== TRY IT ==
Present exactly, and only, the lines running from the line that contains "[mark] blue wall" through the end of the entries below.

== INPUT MATERIAL ==
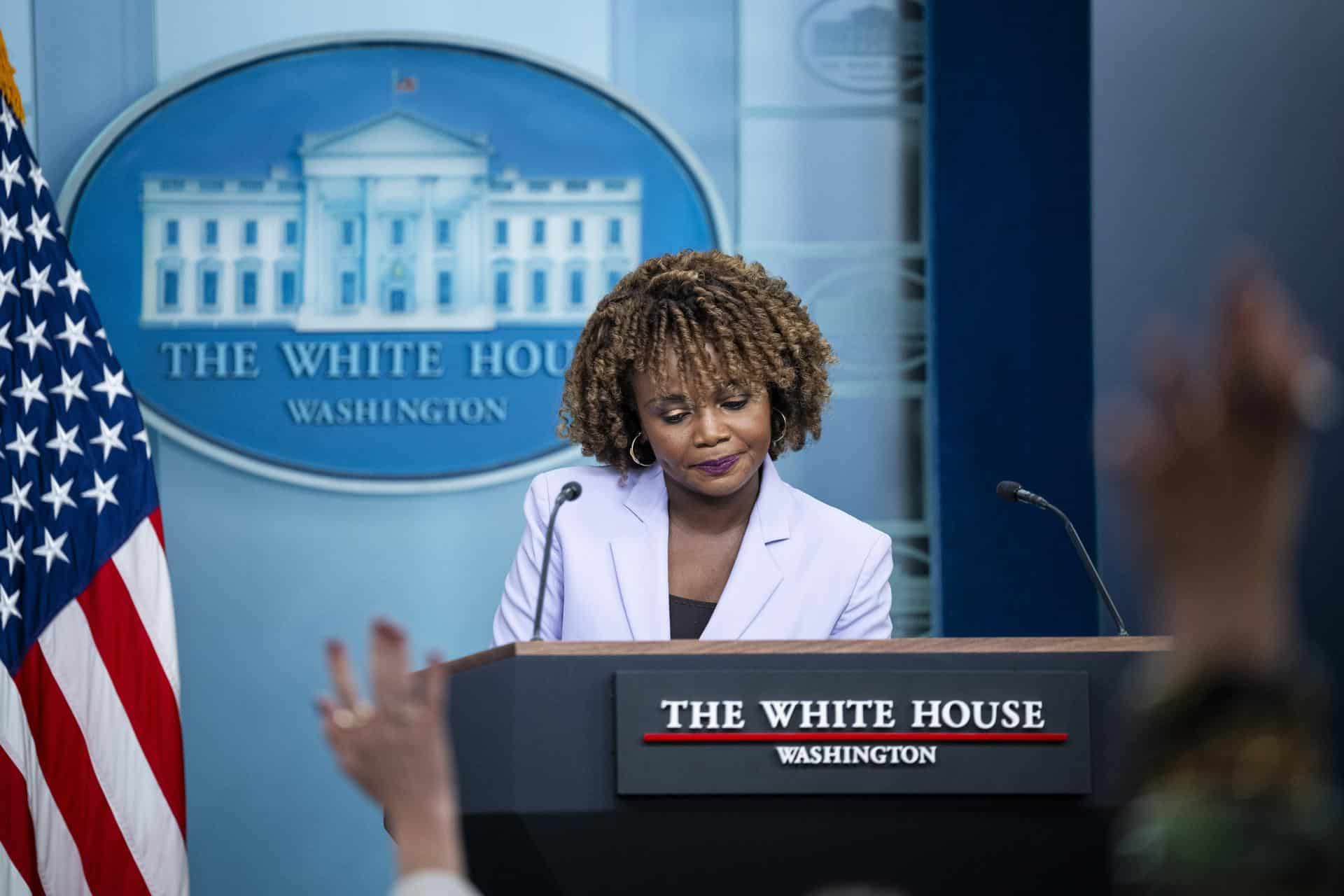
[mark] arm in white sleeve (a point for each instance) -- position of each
(514, 618)
(869, 612)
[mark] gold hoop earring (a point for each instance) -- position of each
(632, 450)
(783, 431)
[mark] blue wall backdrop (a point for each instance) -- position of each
(1210, 121)
(1011, 317)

== TASK SOLUTION ==
[mark] blue wall backdrop (a point for each instance) -- position of each
(1210, 121)
(1011, 317)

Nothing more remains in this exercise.